## WRITTEN INSTRUCTION
Please condense the paragraph in the passage below that begins "Actually, our models are trained" into a short list, keeping its main facts.

## GIVEN PASSAGE
################
Thank you for the response!! Let me first describe my rationale for the rating despite strong results and good presentation -- The contribution of the paper is a system-level insight, i.e. "instead of generating event streams, one can generate voxel accumulations, and this allows us to leverage videos while not blowing up I/O and other costs during training". Closing the loop, i.e. an end-to-end evaluation actually tells us if the model trained on all of these videos is actually useful in real situations or not.

On limitations of voxel representations - (a) Agreed on Point 1 -- real event data does preserve inter-bin temporal dynamics. Your training simulates event data from videos with lower temporal resolution as far as I understood the paper. Are you claiming when you "successfully reconstruct videos at 150 FPS on the EVAID dataset", it's done by training on only 30 FPS videos? This does partially resolve my concern if it's the case.

(b) Yes, voxel based methods are used in prior work for downstream tasks -- agreed. I think my core issue is that it would be much more impactful to show that your method enables leveraging thousands and millions of videos on one of these tasks (or improved generalization to a different dataset for the same task).

(c) Agreed.

(d) I disagree this is beyond the scope of the problem. The whole point of the work is to leverage all of these thousands (and potentially millions of) videos -- which result in synthetic data is to help event camera related tasks. As pointed in [CVPR 2020, Gehrig et al] which shows corroborating experiments, I'm asking the same question "can we reuse weights trained on such video scale datasets, and finetune on limited real events data for other event tasks". Experiments along the line of [Gehrig et al] would significantly improve the work.

Feel free to correct me if I have missed something about this work and in my assessment.

评论

Thank you for your careful considerations. We will further discuss the points below.

(a) Clarification on temporal resolution.

Actually, our models are trained on ~ 5 FPS synthetic data: the videos are 24 FPS, and we take the interval between 2 frames as one voxel bin, so a full voxel (with 5 bins) covers a time span over 5/24 = 0.21 seconds. We tested it on 150 FPS EVAID sequences: each full voxel covers 1/150 seconds, which means each bin covers 1/(150*5) seconds. This creates a 30x temporal resolution gap between training and testing, but the models generalize well.

We believe the ability to generalize sources from the vast diversity of our training data. The WebVid dataset contains scenes with a wide range of motion speeds, from rapid action to nearly static shots. Statistically, voxels from long bins in slow scenes can appear similar to voxels from short bins in fast scenes. Hence, the scene diversity can help the model learn to generalize across different temporal resolutions.
################
## STORED DATA
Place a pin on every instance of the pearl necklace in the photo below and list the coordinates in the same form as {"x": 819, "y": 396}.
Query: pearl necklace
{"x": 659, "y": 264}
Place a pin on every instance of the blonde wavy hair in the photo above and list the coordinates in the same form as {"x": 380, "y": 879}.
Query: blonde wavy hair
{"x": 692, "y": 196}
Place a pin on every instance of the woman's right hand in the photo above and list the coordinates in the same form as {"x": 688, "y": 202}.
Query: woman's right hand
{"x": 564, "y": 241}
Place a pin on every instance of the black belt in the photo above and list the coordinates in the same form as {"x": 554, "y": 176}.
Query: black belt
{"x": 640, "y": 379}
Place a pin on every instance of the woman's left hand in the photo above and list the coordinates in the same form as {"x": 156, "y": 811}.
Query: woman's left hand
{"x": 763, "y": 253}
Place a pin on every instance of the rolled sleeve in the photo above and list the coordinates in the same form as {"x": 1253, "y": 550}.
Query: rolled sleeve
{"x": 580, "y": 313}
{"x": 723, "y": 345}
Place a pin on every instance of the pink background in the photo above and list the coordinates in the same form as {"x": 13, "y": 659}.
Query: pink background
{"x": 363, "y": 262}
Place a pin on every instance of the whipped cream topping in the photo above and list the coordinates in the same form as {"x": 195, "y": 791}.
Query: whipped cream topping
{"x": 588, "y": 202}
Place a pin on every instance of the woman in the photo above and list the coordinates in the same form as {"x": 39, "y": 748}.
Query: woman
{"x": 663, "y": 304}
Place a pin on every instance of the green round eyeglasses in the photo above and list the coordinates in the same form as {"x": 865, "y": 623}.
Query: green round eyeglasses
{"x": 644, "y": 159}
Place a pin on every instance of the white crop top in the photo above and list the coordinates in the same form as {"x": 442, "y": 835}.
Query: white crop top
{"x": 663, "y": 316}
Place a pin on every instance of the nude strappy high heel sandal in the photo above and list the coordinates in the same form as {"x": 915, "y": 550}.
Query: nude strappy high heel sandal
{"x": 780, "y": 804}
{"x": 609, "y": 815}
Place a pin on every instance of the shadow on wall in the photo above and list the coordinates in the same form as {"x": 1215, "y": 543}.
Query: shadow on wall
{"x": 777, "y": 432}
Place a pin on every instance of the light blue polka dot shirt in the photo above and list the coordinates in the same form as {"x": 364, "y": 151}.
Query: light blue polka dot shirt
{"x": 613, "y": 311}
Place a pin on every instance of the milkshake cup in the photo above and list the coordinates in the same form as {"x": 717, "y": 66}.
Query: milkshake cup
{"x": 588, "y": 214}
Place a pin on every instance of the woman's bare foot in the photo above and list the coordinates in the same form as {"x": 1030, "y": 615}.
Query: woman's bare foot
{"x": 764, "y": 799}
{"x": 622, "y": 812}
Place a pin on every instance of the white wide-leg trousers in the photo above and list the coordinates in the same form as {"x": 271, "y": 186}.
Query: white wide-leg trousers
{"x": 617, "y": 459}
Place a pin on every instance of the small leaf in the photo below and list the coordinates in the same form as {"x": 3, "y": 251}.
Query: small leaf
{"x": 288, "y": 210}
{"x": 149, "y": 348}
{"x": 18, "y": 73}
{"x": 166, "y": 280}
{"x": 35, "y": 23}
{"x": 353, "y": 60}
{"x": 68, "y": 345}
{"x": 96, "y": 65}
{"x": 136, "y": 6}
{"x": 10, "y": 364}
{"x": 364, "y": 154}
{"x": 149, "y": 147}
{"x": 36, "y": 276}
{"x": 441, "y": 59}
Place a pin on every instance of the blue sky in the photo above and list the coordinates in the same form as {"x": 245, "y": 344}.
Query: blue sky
################
## TASK RESPONSE
- The models are trained on synthetic data at about 5 FPS.
- The source videos are 24 FPS, and each interval between two frames is one voxel bin.
- A full voxel has 5 bins and spans 5/24 = 0.21 seconds.
- Testing used 150 FPS EVAID sequences, where a full voxel covers 1/150 seconds and each bin covers 1/(150*5) seconds.
- This gives a 30x gap in temporal resolution between training and testing, yet the models generalize well.